*PROBLEM:* Starting at the line that contains "of the crane" and ending at the last of the entries below, rewrite those lines with "disc" replaced by "circle" and everything else left as it is.
□ □ □ □ □ □ □
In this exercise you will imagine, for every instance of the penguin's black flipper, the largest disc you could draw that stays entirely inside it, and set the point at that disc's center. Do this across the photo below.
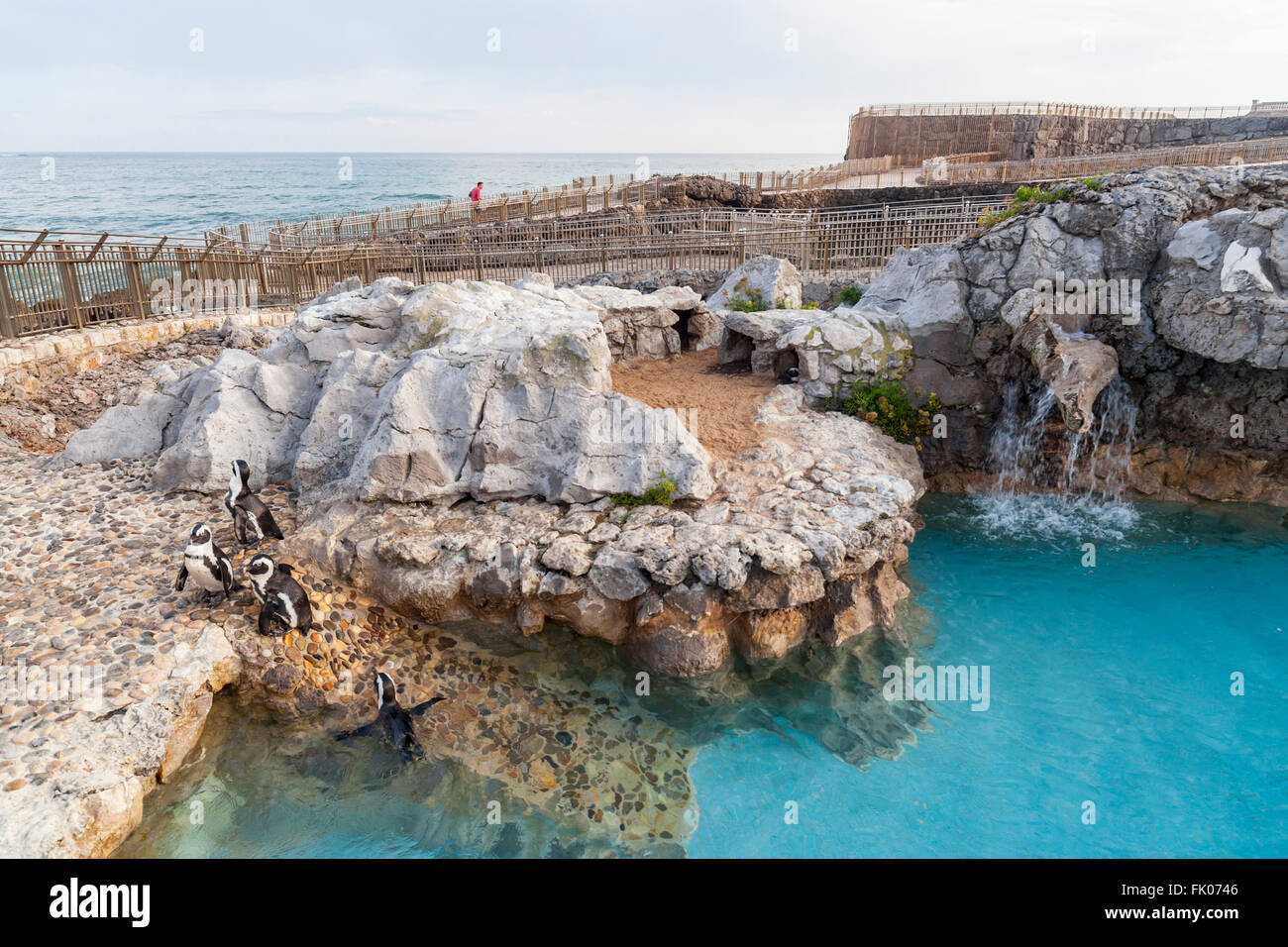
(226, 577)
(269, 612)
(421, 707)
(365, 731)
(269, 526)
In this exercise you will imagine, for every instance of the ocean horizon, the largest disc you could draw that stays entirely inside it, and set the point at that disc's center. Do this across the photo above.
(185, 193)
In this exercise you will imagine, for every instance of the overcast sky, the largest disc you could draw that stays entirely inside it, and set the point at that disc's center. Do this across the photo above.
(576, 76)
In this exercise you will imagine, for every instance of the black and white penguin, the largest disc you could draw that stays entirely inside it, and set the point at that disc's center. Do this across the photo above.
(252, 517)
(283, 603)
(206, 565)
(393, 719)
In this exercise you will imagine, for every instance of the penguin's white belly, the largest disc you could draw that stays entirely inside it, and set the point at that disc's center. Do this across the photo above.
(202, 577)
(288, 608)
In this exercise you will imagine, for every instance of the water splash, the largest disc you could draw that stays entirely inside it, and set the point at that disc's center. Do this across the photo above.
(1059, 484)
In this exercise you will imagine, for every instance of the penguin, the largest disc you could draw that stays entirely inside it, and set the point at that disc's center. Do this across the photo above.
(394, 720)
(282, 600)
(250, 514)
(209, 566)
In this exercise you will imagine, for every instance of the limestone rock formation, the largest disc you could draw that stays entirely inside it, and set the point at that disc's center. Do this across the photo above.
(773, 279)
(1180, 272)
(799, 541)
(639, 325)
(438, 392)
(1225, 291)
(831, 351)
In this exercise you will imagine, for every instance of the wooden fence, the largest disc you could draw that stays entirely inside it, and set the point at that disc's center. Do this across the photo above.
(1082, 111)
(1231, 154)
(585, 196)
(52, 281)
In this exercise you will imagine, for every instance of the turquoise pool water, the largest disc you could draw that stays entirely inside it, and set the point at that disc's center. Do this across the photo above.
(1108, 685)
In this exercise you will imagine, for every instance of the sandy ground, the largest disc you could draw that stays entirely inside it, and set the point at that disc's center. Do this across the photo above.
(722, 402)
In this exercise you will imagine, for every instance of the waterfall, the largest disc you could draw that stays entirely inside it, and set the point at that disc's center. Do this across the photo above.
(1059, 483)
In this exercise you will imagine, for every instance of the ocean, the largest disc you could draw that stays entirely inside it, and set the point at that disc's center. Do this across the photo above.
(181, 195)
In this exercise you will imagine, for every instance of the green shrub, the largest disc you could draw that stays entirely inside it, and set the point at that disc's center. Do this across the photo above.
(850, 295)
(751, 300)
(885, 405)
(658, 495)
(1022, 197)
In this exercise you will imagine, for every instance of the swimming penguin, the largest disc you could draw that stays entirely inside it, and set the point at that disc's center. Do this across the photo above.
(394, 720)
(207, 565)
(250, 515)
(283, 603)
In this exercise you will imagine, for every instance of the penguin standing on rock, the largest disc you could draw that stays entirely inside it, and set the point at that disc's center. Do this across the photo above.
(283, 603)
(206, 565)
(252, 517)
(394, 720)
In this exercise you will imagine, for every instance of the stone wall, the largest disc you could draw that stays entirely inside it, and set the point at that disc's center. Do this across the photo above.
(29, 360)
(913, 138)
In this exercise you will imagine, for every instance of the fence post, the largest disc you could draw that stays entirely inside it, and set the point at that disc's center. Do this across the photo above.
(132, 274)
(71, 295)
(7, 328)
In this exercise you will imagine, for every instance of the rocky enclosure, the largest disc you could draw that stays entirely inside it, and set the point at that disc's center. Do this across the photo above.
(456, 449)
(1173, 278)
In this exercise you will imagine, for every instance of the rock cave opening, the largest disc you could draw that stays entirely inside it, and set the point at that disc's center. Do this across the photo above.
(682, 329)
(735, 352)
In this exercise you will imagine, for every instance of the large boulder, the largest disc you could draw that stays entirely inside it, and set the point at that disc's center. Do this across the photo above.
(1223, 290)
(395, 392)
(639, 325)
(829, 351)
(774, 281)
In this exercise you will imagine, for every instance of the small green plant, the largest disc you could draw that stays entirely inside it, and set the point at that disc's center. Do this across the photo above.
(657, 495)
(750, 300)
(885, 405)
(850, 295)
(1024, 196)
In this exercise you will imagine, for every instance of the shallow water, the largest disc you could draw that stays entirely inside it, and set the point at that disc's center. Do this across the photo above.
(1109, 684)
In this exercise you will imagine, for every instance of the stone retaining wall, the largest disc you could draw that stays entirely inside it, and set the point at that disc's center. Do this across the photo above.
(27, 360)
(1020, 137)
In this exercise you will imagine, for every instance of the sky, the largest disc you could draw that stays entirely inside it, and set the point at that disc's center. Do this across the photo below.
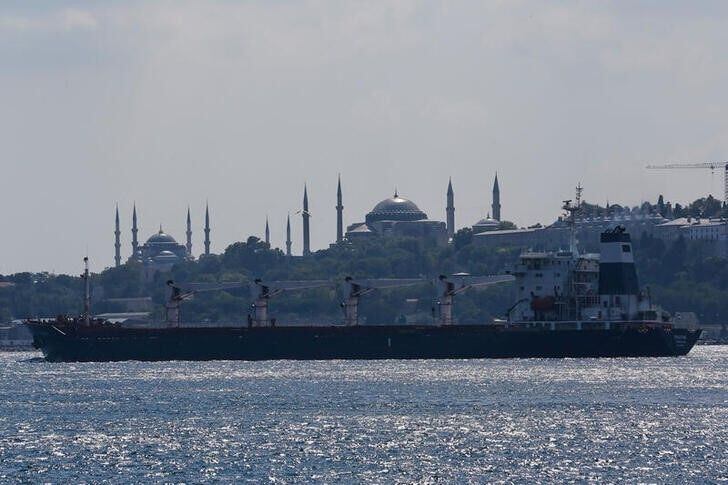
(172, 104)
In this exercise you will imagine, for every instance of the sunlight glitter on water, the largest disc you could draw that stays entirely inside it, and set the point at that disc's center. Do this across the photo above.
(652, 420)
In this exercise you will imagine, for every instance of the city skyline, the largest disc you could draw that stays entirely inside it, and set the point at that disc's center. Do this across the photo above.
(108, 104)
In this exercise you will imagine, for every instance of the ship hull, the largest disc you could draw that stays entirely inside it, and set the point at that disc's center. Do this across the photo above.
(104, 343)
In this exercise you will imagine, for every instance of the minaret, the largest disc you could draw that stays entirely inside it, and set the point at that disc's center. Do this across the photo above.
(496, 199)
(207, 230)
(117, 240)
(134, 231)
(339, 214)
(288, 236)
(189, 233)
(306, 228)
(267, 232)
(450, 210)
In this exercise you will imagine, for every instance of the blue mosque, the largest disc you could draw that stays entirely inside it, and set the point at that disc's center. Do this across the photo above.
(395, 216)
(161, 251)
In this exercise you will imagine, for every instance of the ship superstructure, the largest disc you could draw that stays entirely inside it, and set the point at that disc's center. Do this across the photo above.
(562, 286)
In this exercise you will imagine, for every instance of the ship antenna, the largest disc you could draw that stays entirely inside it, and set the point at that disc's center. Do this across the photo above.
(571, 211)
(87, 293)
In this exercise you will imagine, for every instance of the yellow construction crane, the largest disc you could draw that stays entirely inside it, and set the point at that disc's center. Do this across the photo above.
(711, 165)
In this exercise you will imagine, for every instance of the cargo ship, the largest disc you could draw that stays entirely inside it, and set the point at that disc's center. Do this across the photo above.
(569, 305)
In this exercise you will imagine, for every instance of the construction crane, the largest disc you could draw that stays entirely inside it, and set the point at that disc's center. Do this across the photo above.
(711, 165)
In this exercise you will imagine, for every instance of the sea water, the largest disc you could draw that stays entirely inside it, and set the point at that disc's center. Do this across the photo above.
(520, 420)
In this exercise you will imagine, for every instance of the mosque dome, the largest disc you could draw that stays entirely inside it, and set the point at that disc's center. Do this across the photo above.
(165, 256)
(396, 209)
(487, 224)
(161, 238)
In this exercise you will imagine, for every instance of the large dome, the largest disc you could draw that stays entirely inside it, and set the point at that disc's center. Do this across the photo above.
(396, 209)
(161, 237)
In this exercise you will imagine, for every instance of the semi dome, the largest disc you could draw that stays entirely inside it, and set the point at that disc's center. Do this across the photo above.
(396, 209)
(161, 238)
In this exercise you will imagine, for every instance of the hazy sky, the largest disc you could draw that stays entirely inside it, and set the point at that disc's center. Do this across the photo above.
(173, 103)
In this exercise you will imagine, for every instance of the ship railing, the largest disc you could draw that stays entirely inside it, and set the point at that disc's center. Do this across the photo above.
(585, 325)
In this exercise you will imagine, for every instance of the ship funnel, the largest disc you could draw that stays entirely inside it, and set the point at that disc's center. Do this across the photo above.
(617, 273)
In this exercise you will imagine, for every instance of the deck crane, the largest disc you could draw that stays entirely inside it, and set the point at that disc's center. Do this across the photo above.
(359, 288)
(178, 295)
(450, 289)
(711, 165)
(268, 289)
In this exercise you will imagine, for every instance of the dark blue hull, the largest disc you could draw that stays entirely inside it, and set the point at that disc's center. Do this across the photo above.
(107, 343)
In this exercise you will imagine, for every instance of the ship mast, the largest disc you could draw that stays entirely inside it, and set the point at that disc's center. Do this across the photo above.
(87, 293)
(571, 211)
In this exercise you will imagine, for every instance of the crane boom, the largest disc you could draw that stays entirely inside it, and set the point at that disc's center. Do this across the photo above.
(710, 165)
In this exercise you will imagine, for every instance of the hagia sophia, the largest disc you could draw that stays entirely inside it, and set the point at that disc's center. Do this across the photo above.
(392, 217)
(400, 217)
□ □ □ □ □ □ □
*TASK RESULT:*
In this exercise you will imagine, for every instance of the crane boom, the largest circle you could draw that stays entirely inside it, and set the point at that circle's center. Do this across the photo above.
(710, 165)
In this exercise you will imagine, for every instance of the hagia sophia, the largest circle you could draw that stays entirely inside it, and set the point at that circle's center. Do this across the photo above.
(392, 217)
(400, 217)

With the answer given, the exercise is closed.